Convert the lines of all the records below into one numbered list, leaving out any blank lines.

## Data to use
● ● ● ● ●

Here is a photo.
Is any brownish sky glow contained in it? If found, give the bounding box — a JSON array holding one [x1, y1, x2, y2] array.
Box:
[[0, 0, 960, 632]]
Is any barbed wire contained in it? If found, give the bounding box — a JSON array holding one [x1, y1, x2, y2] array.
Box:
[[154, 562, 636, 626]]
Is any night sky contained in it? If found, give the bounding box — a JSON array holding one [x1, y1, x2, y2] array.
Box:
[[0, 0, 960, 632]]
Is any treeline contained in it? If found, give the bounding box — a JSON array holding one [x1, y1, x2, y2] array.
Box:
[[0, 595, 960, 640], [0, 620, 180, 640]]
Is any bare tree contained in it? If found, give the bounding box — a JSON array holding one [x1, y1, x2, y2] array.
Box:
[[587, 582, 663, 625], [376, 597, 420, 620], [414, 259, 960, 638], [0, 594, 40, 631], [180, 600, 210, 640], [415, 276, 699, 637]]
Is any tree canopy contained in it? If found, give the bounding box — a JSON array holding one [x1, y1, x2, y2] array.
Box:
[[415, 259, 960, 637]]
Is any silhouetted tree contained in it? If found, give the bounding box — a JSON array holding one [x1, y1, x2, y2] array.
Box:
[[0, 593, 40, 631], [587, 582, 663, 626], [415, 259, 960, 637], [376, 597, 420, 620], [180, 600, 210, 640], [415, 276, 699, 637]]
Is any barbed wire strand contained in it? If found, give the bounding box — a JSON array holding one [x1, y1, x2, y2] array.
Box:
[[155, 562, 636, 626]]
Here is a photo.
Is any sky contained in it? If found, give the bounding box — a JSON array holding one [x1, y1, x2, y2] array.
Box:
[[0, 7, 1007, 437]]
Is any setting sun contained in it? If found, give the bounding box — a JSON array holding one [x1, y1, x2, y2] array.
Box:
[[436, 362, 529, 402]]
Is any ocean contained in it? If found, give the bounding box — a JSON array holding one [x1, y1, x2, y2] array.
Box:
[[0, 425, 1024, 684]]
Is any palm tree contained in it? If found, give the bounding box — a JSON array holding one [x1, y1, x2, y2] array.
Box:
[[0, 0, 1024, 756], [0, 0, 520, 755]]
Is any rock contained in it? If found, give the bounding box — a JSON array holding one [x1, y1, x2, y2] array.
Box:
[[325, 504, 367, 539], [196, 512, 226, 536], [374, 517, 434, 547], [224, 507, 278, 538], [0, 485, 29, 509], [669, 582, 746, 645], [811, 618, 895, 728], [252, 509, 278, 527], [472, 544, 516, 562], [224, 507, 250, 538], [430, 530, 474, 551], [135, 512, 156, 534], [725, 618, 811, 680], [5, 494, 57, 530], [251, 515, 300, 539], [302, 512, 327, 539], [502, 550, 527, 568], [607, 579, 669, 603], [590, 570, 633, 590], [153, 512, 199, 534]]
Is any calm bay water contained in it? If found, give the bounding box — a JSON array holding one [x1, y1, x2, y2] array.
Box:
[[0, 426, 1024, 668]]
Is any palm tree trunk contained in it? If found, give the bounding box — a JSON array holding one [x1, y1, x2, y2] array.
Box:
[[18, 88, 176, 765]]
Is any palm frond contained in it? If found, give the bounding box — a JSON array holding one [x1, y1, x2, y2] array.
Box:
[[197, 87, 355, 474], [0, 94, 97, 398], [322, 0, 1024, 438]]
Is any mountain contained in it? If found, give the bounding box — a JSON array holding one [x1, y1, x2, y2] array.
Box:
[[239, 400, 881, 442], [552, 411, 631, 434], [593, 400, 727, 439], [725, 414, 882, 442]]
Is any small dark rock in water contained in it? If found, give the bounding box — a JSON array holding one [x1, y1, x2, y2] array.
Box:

● ● ● ● ●

## Answer to the exercise
1. Here is a photo.
2. Is any brownish sky glow contained in it? If found, give the bounding box — a JSON array holding one [x1, y1, x2, y2] array.
3. Box:
4. [[0, 0, 960, 632]]
5. Is any barbed wire contained in it? If found, give the bounding box — a JSON array holding one [x1, y1, x2, y2] array.
6. Box:
7. [[154, 562, 636, 626]]
8. Is any night sky contained in it? If found, give the bounding box — a JSON array holding one [x1, y1, x2, y2] array.
9. Box:
10. [[0, 0, 960, 632]]
11. Is any treeline contained in it? If found, give the bounding box — a JSON array holding one [x1, y1, x2, y2] array.
12. Box:
13. [[0, 595, 960, 640], [0, 620, 180, 640]]
14. Is any bare tree contained in it? If found, give the bounding box — a JSON array holding one [x1, y1, x2, y2] array.
15. Box:
16. [[587, 582, 663, 625], [376, 597, 420, 620], [414, 259, 960, 638], [0, 594, 40, 631], [180, 600, 210, 640], [415, 276, 699, 637]]
17. Is any tree canopy contained in it? If found, give the bounding box — a JSON array holding one [x1, y1, x2, y2] array.
18. Box:
19. [[415, 259, 960, 637]]
20. Is any silhouetted tree contained in it? If found, give the bounding box — a JSON array holding one [x1, y1, x2, y2] array.
21. Box:
22. [[0, 593, 40, 631], [587, 582, 663, 626], [415, 259, 960, 637], [376, 597, 420, 620], [180, 600, 210, 640], [415, 276, 699, 637]]
23. Is any barbed wire strand contained in it? If found, give the bounding box — a JSON array holding one [x1, y1, x2, y2] array.
24. Box:
25. [[155, 562, 636, 626]]
26. Here is a photo.
27. Is any sky contained in it? If found, give the bounding box — a JSON array holding one [x1, y1, x2, y2] array.
28. Box:
29. [[0, 7, 1007, 437]]
30. Is any setting sun contained in it? If found, give the bounding box — a JSON array holding one [x1, y1, x2, y2] array.
31. Box:
32. [[436, 362, 529, 402]]
33. Is any ocean contained in it? If found, give the bounding box — a JSON array holding one [x1, y1, x2, y2] array.
34. Box:
35. [[0, 425, 1024, 684]]
36. Is any palm tree contained in it? If found, give the bounding box — a JSON array holding one [x1, y1, x2, y2] array.
37. Box:
38. [[0, 0, 1024, 756], [0, 0, 520, 755]]
39. Is any rock contained in it? If found, give the bounding box — a JSON array holding one [x1, y1, x2, y2] array.
40. Box:
41. [[325, 504, 367, 539], [196, 512, 226, 536], [374, 517, 434, 547], [224, 507, 278, 538], [0, 485, 29, 509], [669, 582, 746, 645], [811, 618, 895, 728], [252, 509, 278, 527], [472, 544, 516, 562], [224, 507, 250, 538], [430, 530, 474, 551], [135, 512, 156, 534], [725, 618, 811, 680], [5, 494, 57, 530], [251, 515, 300, 539], [302, 512, 327, 539], [502, 550, 527, 568], [607, 579, 669, 603], [590, 570, 633, 590], [153, 512, 199, 534]]
42. Is any calm bay water contained in it? If found, give the bounding box — a JSON array holding one [x1, y1, x2, y2] array.
43. Box:
44. [[0, 426, 1024, 668]]
45. Is any palm tree trunk contained in it? If found, give the bounding box — a JSON array holding one [x1, y1, x2, y2] array.
46. Box:
47. [[18, 88, 176, 765]]
48. Is any palm frond contained in it? If found, give the bounding box — a JSON array holding one [x1, y1, x2, y2] array.
49. Box:
50. [[197, 87, 355, 474], [0, 94, 97, 398], [322, 0, 1024, 438]]
51. Is any mountain contained in it? If found, give the bounding box — a JSON array holding one [x1, y1, x2, y2] array.
52. Box:
53. [[239, 400, 881, 442], [552, 411, 631, 434], [593, 400, 727, 439], [725, 414, 882, 442]]
54. Is any small dark rock in water contained in it? If found, give the bounding box — a JSON array holding one [x1, y1, x2, y2] array.
55. Box:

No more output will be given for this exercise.